▶ Problem requirements
Text only, exactly as given: reproduce the entries below without their pictures.

▶ Point localization data
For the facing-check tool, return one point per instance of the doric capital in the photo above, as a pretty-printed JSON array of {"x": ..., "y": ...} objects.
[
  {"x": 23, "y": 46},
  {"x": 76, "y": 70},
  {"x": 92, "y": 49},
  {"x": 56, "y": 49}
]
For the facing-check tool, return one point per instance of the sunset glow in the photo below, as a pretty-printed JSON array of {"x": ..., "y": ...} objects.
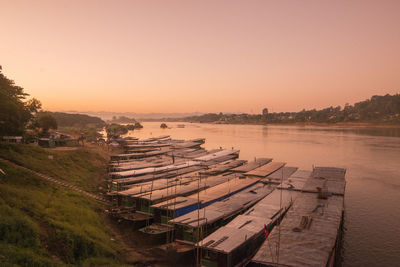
[{"x": 206, "y": 56}]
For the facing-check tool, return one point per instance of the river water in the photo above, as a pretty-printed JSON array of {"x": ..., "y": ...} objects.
[{"x": 370, "y": 155}]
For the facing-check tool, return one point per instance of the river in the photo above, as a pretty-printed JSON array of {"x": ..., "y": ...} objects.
[{"x": 370, "y": 155}]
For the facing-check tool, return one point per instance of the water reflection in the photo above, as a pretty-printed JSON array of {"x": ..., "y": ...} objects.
[{"x": 371, "y": 156}]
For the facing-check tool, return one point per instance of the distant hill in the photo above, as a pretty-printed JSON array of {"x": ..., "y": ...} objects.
[
  {"x": 108, "y": 115},
  {"x": 378, "y": 109},
  {"x": 76, "y": 120}
]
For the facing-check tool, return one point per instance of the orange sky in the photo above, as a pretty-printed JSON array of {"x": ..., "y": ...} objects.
[{"x": 207, "y": 56}]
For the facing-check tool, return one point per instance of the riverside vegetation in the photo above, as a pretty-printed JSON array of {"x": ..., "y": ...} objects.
[{"x": 42, "y": 224}]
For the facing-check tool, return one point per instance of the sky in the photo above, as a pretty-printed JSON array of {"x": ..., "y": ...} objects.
[{"x": 200, "y": 56}]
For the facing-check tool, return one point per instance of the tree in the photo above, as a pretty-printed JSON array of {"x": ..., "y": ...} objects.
[
  {"x": 46, "y": 122},
  {"x": 15, "y": 111}
]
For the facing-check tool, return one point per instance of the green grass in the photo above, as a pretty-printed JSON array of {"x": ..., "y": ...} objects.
[
  {"x": 42, "y": 224},
  {"x": 80, "y": 167}
]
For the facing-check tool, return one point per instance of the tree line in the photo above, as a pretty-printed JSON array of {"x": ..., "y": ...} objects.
[{"x": 377, "y": 109}]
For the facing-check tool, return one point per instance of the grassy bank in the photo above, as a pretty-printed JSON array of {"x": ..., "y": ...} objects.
[
  {"x": 42, "y": 224},
  {"x": 83, "y": 167}
]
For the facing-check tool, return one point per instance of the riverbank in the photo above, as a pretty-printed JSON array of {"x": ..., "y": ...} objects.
[
  {"x": 338, "y": 124},
  {"x": 45, "y": 224}
]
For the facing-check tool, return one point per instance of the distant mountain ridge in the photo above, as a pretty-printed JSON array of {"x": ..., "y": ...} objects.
[{"x": 108, "y": 115}]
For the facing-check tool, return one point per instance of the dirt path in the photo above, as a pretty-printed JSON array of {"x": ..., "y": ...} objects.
[{"x": 58, "y": 182}]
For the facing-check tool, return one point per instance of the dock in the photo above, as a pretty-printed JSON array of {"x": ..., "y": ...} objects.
[{"x": 227, "y": 211}]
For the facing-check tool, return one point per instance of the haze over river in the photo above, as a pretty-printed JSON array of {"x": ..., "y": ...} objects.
[{"x": 370, "y": 155}]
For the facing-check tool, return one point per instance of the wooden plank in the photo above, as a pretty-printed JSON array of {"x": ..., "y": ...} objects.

▶ Exercise solution
For the facing-check tool, return one point per instance of the doric capital in the photo above, as a pretty-printed JSON array of {"x": ..., "y": ...} objects.
[
  {"x": 23, "y": 46},
  {"x": 76, "y": 70},
  {"x": 92, "y": 49},
  {"x": 56, "y": 49}
]
For the facing-check tool, return one point per instance of the sunset glow in the photo below, as a pretty-printed JSON array of {"x": ..., "y": ...} objects.
[{"x": 206, "y": 56}]
For the facing-check tool, return one point per instance of the river water in the photo above, as a pretty-printed JSON array of {"x": ..., "y": ...} objects.
[{"x": 370, "y": 155}]
For the facing-check tool, return one point per instance of the river in the photo above, as a pretty-printed JSON array of {"x": ..., "y": ...} objects.
[{"x": 370, "y": 155}]
For the facing-check tool, return one point per instance of the water reflection in the photo above, as a pretty-printed JSON array of {"x": ..., "y": ...} objects.
[{"x": 371, "y": 156}]
For the facing-check tool, return one point per instance of the distant hill in the photo above, as a pretty-printed JSON array of {"x": ..., "y": ...} objects.
[
  {"x": 108, "y": 115},
  {"x": 378, "y": 109},
  {"x": 76, "y": 120}
]
For the facing-check tool, return one point per instance of the orange sky in the photo above, as a pretty-printed JSON array of {"x": ..., "y": ...} objects.
[{"x": 207, "y": 56}]
For the facing-check tool, return one point per instance of the riverside vegetation in the photo above, as a pretty-printed JSON array of {"x": ..., "y": ...} objects.
[{"x": 42, "y": 224}]
For the facing-check tool, return one point per instance of the sky in the photo above, as a pretty-printed JSON array of {"x": ..., "y": ...} objects.
[{"x": 200, "y": 56}]
For the facing-check tool, return one point per instance of the tree in the photo above, as a pretty-printed JSON array of {"x": ..., "y": ...} objects.
[
  {"x": 46, "y": 122},
  {"x": 15, "y": 111}
]
For the facing-check tool, return one point per instance of the green grass in the photo above, as a pretty-printed JSON array of {"x": ..., "y": ...} objects.
[
  {"x": 42, "y": 224},
  {"x": 80, "y": 167}
]
For the facing-check tool, return one point per instance of the tree line in the photo above, as a pretty-printed JSON array of {"x": ..., "y": ...} objects.
[{"x": 377, "y": 109}]
For the facing-check tool, return one point per instance of the grassy bank in the photo above, as a pretty-printed JSON array of {"x": ..., "y": ...} objects.
[
  {"x": 42, "y": 224},
  {"x": 83, "y": 167}
]
For the facing-check tool, return one point per instance of the riverbank in the photo above, as a pretty-printed JSON array of {"x": ..., "y": ...} objects.
[
  {"x": 338, "y": 124},
  {"x": 45, "y": 224}
]
For the facing-check tool, return one point per instance of the distant mountain ridge in the photo above, as a pretty-printed JSON array of {"x": ..., "y": ...} objects.
[{"x": 108, "y": 115}]
For the facing-check tool, return one point per instance of the dirt path in the photo above, as a pretty-printed JSON array of {"x": ..., "y": ...} objects.
[{"x": 58, "y": 182}]
For the facing-check tool, return one point per instance of the dock in the photo above, as a pretty-printed JSON array of {"x": ..., "y": ...} objects.
[{"x": 227, "y": 211}]
For the facing-check tool, return one point per instance of the haze over river in the photo above, as a pretty-printed JSON array of {"x": ..., "y": ...} objects.
[{"x": 370, "y": 155}]
For the facing-check tool, return one point per instance of the wooden plank in the photo above, as a pretty-printed JSON array of {"x": ..., "y": ...} objects.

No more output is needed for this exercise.